- Problem: Copy the data below verbatim, from the line with "Instruction: examine the provided photo and detect the glossy" up to and including the line with "[533,0,600,166]", and nothing else.
· · ·
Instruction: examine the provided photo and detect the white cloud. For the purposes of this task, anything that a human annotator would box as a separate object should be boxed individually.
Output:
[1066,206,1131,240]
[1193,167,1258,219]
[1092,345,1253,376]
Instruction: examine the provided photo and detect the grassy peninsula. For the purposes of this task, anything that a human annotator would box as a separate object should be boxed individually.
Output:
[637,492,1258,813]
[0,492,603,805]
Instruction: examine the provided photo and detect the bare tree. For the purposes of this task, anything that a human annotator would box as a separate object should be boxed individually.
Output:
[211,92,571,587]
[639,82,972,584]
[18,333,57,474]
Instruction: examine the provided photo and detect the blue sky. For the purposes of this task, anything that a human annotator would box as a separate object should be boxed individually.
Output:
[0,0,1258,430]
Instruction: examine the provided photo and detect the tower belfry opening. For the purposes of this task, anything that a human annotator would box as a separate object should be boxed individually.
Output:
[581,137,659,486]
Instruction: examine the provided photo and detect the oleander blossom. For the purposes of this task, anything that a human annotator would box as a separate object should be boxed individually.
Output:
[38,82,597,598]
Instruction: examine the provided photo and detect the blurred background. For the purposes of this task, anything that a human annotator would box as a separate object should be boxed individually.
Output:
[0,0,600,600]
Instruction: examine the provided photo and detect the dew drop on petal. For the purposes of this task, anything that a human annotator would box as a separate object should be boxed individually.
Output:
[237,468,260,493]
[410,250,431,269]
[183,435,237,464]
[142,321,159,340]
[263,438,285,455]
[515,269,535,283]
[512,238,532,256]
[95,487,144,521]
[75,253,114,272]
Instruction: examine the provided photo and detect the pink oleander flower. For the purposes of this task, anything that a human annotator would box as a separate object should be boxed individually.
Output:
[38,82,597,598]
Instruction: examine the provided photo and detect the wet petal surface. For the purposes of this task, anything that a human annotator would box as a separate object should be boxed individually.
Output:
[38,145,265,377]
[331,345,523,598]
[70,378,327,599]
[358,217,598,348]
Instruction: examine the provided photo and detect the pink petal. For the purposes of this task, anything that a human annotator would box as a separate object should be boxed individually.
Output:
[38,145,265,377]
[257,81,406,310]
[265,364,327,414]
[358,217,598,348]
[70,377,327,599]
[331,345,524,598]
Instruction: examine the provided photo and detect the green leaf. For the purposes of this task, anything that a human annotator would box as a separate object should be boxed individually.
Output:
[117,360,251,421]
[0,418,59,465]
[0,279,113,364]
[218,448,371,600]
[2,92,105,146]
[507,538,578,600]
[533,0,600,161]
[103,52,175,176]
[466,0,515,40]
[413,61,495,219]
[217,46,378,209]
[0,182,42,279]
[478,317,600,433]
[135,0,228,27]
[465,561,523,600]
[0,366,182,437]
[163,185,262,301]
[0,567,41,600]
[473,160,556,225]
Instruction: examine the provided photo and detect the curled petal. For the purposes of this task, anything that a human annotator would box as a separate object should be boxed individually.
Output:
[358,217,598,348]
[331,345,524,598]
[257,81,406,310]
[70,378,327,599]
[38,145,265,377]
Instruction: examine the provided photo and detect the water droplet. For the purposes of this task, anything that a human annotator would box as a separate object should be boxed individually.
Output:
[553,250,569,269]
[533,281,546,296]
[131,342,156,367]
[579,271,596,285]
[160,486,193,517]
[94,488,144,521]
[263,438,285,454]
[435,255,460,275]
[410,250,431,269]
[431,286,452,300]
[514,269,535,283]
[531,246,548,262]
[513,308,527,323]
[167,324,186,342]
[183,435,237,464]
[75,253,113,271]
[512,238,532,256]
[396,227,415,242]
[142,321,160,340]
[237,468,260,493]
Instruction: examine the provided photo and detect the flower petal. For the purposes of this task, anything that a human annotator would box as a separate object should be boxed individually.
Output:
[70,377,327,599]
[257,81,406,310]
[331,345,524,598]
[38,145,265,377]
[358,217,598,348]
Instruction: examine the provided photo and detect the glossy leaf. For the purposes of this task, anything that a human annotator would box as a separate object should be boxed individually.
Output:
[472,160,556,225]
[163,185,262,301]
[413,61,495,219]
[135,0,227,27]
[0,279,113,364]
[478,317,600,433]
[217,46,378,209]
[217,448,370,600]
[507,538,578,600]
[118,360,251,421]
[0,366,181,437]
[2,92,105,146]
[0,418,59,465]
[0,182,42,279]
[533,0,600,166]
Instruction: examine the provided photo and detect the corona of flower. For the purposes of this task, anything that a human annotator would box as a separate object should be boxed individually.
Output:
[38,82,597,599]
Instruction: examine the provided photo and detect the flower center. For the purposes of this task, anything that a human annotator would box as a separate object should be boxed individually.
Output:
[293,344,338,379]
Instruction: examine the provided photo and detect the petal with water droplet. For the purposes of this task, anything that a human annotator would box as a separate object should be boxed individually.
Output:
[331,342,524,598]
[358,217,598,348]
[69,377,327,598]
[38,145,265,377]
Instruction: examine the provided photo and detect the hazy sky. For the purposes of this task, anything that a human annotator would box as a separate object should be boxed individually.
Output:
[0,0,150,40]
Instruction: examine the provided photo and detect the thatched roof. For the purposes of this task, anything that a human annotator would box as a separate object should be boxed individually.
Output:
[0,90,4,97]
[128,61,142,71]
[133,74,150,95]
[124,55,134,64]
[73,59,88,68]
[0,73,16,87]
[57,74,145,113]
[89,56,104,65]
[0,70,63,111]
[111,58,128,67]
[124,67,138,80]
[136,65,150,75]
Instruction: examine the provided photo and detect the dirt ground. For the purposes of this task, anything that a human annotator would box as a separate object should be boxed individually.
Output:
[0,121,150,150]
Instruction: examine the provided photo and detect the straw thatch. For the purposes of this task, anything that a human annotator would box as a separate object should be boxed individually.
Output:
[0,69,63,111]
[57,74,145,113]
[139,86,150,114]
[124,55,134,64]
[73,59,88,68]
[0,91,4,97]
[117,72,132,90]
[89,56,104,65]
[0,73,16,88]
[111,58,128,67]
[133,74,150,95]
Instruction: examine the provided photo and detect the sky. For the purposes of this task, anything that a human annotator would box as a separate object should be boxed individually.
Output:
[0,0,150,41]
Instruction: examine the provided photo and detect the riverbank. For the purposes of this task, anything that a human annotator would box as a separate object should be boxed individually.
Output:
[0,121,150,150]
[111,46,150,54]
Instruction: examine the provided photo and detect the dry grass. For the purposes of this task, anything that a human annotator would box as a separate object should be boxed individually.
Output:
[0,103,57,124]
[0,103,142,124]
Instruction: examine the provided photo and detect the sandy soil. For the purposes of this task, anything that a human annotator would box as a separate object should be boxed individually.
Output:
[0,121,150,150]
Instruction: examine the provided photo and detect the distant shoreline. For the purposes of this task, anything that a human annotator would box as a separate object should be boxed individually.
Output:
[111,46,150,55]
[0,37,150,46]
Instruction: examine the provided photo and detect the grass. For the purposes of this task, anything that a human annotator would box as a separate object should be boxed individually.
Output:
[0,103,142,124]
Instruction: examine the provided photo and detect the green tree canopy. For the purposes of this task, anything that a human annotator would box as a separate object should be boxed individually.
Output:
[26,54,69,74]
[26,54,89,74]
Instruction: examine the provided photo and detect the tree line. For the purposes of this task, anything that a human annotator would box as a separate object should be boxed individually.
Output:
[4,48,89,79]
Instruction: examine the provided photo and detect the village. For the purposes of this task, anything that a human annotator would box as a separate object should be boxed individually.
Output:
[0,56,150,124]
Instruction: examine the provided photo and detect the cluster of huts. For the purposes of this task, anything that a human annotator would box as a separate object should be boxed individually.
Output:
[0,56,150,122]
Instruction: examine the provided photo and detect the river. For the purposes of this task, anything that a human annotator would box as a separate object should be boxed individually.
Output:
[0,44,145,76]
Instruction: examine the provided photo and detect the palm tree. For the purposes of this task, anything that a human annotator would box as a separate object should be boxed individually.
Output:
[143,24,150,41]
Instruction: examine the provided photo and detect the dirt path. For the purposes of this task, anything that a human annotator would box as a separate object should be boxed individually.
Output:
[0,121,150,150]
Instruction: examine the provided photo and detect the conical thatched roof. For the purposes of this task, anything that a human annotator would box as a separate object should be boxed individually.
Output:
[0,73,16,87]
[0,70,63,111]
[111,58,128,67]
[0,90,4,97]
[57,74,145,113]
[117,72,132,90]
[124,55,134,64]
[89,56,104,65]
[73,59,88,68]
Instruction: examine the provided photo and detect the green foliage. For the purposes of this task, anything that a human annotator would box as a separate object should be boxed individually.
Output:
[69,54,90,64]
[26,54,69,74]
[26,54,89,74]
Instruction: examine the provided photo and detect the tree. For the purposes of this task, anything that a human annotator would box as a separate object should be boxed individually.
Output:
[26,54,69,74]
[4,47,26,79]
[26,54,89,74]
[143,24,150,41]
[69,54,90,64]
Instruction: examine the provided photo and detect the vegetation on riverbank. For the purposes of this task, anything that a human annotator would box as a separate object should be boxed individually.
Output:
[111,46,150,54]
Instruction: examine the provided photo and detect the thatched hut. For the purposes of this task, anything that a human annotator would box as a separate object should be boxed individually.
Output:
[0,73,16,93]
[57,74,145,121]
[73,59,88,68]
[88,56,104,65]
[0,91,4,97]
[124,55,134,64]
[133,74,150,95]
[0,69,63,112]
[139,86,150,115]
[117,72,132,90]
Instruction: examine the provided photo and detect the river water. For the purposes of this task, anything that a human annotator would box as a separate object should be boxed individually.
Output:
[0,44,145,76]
· · ·
- Exercise output:
Instruction: examine the provided photo and detect the glossy leaf. For the purposes of this task, anything that a human annotator would box as a separate object should be boxed individually.
Output:
[472,160,556,225]
[163,185,262,301]
[413,61,495,219]
[135,0,227,27]
[0,279,113,364]
[478,317,600,433]
[217,46,378,209]
[217,448,370,600]
[507,538,578,600]
[118,360,251,421]
[0,366,181,437]
[2,92,105,146]
[0,418,59,465]
[0,182,42,279]
[533,0,600,166]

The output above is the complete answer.